▶ **Task brief**
Rewrite the lines from the very first one through the line that contains "[80,539,1024,682]", with "bounding box" replaced by "rectangle" and nothing else changed. Omit the pictures from your answer.
>>>>
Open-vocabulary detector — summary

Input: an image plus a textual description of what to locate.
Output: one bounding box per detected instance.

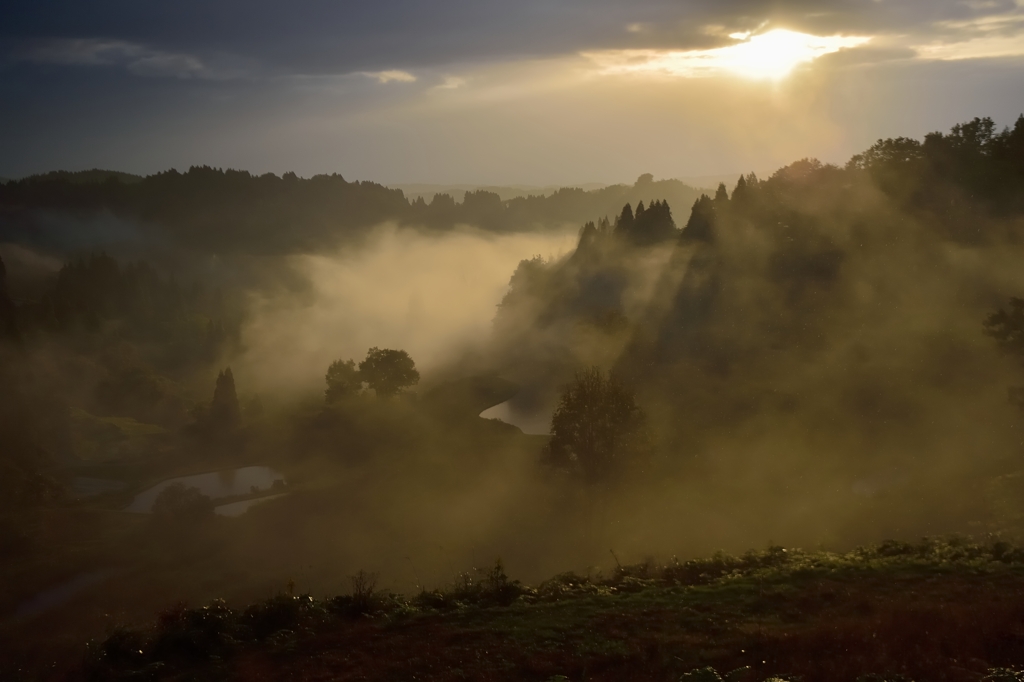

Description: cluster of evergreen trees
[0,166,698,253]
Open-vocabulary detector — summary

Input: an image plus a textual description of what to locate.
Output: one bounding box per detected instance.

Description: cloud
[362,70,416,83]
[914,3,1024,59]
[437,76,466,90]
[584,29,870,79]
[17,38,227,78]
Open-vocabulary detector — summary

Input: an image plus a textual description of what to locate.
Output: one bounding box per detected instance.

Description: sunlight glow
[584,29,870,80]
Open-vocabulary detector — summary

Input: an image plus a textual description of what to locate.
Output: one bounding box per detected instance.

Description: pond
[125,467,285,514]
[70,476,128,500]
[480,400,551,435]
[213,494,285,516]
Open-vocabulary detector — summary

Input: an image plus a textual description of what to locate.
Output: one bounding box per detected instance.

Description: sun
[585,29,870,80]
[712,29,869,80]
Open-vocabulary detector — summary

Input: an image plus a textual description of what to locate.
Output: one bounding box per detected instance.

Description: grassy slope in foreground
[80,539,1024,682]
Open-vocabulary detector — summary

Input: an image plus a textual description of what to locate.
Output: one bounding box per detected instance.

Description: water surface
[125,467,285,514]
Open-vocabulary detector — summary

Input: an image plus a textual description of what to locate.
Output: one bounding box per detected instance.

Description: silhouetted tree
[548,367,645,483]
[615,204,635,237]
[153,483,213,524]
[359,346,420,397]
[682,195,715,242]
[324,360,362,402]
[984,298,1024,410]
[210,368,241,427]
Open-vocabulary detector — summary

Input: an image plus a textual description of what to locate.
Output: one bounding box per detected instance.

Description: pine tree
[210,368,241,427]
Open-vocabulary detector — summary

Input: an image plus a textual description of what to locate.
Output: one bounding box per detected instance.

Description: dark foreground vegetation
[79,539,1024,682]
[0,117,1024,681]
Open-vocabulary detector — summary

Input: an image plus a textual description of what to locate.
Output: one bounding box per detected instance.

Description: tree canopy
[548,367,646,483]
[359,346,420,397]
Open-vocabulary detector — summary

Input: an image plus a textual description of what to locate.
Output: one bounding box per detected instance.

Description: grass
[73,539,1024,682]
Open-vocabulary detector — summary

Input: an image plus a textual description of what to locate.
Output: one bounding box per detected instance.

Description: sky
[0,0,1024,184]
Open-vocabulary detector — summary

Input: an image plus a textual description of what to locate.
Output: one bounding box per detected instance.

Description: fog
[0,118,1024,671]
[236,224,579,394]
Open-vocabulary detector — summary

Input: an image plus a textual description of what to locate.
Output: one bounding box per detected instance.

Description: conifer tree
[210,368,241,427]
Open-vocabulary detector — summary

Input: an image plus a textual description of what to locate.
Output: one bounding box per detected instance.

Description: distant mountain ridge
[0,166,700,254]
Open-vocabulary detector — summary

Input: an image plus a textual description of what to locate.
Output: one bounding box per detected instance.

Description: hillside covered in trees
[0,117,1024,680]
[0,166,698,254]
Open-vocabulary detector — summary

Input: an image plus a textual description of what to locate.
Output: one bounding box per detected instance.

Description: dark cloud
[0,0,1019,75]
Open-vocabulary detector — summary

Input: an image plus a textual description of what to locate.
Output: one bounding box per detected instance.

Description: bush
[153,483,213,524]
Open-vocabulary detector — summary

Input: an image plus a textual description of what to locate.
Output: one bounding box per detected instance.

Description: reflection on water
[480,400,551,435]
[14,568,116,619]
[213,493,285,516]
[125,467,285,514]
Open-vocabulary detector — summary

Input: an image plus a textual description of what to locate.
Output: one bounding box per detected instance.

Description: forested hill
<<<<
▶ **Response**
Open-vocabulary detector — summary

Input: an image plus a textual description of what to locate.
Output: one rectangle per detected instance.


Description: cluster of evergreen trees
[0,166,698,253]
Open-vocabulary detector — summary

Input: an image plus a textual description of what to locate.
Output: one rectangle per detected instance.

Description: cloud
[362,70,416,83]
[914,3,1024,59]
[437,76,466,90]
[584,29,870,79]
[17,38,227,78]
Open-vocabulary detector — summary

Input: an image plus a textual description of what to locate.
Output: one rectangle per detected instance.

Description: sunlight glow
[584,29,870,80]
Open-vocabulary detector — summary

Input: an image plus a textual description of what to locate.
Output: one rectangle per detected instance.

Description: pond
[125,467,285,514]
[70,476,128,500]
[480,400,551,435]
[213,494,285,516]
Open-vocabulary detector — summary

Input: an image plus a textual description of what to locate.
Output: one rectangle per detected instance.

Description: sun
[585,29,870,80]
[712,29,869,80]
Open-vocabulary detector — summary

Input: an image plus a textual description of what to locate.
Output: one rectangle per detected instance.

Description: grassy slope in foreground
[80,539,1024,682]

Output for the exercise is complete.